Task requirements
Transcribe the tail of the listing: start at the line containing "of the shrub" and stop after the last line, keeping every character as is and adding nothing.

[Stored items]
-- BEGIN --

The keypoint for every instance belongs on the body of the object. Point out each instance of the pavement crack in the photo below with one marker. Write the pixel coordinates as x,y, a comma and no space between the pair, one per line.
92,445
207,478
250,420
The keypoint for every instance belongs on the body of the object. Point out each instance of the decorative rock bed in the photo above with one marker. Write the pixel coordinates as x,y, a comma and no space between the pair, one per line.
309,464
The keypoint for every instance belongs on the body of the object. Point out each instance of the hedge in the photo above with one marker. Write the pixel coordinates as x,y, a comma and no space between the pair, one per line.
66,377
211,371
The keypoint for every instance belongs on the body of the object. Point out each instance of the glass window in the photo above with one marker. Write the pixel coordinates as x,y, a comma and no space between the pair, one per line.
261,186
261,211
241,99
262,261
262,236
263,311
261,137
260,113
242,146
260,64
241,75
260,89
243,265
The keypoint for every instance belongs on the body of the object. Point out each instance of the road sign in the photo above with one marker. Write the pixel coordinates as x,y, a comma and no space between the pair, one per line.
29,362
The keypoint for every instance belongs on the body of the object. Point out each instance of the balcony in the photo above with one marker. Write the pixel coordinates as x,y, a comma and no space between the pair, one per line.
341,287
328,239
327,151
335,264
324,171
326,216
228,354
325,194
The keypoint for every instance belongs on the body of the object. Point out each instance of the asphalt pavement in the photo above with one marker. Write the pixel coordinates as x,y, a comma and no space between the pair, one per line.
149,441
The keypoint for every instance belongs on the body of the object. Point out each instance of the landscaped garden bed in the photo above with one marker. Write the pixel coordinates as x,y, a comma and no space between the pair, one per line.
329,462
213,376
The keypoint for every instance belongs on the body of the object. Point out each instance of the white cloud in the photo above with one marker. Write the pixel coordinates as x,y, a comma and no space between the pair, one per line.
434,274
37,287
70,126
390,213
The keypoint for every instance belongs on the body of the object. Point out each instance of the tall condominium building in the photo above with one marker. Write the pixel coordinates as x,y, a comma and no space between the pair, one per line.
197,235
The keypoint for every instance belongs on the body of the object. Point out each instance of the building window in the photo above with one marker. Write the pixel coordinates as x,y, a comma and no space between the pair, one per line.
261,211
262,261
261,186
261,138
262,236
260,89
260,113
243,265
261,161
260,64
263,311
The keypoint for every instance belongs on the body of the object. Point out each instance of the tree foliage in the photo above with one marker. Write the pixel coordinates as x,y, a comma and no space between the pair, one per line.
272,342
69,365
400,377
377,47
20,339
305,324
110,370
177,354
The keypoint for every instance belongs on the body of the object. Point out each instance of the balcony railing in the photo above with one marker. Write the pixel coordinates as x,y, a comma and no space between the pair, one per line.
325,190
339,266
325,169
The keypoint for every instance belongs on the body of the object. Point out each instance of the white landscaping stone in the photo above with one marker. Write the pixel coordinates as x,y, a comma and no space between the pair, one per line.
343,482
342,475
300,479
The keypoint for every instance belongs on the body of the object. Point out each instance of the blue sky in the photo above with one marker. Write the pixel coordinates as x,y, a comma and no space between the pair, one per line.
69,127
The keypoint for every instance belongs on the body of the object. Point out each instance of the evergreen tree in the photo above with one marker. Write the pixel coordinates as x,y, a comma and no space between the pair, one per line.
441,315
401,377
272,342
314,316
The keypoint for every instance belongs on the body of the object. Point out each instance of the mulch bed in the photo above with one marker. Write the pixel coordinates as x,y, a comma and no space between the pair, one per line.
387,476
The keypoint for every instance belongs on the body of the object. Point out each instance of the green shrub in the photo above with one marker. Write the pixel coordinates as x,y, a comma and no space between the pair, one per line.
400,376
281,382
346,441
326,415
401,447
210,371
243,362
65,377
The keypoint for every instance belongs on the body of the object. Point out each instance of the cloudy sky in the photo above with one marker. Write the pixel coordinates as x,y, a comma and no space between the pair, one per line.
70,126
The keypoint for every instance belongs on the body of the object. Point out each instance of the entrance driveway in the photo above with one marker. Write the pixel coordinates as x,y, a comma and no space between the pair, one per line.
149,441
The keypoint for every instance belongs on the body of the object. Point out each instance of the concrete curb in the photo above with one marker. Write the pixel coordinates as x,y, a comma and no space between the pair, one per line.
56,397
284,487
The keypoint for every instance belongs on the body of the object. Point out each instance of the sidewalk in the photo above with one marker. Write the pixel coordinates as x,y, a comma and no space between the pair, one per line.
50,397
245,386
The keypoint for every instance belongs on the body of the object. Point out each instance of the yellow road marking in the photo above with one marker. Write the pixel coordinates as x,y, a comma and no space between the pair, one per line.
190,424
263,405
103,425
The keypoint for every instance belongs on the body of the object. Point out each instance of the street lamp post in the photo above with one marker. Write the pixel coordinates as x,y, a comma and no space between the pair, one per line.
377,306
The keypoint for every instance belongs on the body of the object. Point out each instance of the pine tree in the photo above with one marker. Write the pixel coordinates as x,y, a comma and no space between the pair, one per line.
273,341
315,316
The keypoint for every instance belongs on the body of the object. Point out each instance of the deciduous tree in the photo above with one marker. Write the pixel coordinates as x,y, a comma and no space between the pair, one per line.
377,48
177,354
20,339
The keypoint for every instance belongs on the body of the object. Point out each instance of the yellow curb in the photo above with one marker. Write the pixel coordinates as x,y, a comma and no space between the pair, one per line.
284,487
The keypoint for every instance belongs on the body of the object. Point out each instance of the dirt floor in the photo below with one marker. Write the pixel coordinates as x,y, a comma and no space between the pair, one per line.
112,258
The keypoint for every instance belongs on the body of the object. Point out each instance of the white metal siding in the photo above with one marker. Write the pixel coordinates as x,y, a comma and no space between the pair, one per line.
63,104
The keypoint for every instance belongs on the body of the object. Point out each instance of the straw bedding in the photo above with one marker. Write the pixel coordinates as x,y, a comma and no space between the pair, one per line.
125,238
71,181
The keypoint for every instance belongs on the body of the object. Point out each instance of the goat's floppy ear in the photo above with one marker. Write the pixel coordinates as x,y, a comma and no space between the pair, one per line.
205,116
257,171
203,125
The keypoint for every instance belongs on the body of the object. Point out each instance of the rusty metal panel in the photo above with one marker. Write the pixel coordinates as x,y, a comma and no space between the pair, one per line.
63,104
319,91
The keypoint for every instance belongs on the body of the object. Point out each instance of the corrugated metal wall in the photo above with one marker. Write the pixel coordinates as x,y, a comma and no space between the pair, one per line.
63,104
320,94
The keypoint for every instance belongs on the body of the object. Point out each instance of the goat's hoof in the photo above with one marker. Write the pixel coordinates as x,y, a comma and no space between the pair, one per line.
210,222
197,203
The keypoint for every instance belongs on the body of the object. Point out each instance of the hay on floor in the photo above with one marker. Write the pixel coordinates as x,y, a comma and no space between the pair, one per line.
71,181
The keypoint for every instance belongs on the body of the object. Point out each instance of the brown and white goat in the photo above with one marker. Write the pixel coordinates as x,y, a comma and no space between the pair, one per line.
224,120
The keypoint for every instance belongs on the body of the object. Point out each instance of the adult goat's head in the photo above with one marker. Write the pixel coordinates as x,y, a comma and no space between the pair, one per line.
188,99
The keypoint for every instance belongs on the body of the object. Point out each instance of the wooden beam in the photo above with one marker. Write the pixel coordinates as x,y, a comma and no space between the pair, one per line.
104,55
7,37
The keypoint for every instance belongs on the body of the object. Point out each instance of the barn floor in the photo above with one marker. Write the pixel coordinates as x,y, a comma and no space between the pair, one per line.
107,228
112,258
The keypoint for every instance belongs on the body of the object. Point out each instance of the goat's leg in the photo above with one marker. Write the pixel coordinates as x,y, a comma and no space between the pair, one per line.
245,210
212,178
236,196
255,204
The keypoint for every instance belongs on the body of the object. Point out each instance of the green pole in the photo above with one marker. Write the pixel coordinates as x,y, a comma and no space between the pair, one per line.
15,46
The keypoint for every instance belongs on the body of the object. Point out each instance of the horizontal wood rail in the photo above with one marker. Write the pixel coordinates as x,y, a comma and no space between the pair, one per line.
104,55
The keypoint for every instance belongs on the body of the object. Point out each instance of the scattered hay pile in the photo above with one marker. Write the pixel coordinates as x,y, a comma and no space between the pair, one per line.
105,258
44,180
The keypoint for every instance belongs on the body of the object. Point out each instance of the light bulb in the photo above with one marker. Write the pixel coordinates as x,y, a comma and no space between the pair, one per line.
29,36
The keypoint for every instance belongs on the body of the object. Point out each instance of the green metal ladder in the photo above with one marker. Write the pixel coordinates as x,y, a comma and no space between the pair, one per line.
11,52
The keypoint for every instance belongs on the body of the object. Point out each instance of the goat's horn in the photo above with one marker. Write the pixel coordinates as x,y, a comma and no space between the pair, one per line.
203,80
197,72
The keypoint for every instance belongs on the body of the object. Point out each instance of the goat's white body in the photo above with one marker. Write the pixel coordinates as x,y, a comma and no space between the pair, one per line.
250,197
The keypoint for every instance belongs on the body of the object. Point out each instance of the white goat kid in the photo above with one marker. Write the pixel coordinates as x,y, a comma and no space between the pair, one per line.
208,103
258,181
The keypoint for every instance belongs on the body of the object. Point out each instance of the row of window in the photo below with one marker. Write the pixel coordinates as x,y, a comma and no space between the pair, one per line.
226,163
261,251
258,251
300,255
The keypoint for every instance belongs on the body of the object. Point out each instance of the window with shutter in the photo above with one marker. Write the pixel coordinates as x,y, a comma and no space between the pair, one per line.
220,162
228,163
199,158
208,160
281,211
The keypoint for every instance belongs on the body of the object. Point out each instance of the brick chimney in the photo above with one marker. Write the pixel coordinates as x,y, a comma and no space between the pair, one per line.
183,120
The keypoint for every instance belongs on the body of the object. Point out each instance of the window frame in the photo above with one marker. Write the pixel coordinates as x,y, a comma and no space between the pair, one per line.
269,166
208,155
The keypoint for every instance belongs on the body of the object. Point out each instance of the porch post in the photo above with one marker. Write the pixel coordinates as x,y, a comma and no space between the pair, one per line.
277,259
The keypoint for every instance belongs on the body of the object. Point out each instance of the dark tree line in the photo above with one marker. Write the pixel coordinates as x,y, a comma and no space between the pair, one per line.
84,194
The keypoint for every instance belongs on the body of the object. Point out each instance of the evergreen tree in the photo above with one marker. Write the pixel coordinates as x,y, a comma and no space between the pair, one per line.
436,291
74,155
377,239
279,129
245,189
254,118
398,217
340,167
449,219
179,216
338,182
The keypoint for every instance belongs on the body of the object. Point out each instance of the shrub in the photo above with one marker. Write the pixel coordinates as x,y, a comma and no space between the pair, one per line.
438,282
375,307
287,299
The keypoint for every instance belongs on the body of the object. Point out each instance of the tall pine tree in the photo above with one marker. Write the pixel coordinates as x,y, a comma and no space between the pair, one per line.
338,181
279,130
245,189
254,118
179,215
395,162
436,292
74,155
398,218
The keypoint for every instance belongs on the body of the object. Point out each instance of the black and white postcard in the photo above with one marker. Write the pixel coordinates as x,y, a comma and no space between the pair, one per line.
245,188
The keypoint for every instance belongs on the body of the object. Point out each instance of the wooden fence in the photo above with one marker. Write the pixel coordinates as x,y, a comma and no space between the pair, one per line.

-- END --

Task result
The keypoint for every instance belongs on the body of the object. Point out each instance of the shrub in the photo above with one marker. Write the pixel coordinates as x,y, a comma and no space between the pair, one per line.
438,282
375,307
287,299
The keypoint for every instance belongs on the body of the object. Point out each instance of the tall pine tree in the photo above with one marker. Write the pixel coordinates as x,y, a comma and no space between the pair, one per line.
338,181
279,130
245,189
254,118
179,215
395,162
436,292
74,155
398,218
The keypoint for every instance belongs on the body of the object. Point out each instance of the black and white postcard in the photo above with one marker. Write the pixel coordinates as x,y, a comma and no space between the pair, one per line.
245,188
The keypoint for every instance belongs on the body of the object. Point out each instance of the wooden fence in the photo above with one marker. Write the pixel coordinates as x,y, a comma and no space between the pair, one per line.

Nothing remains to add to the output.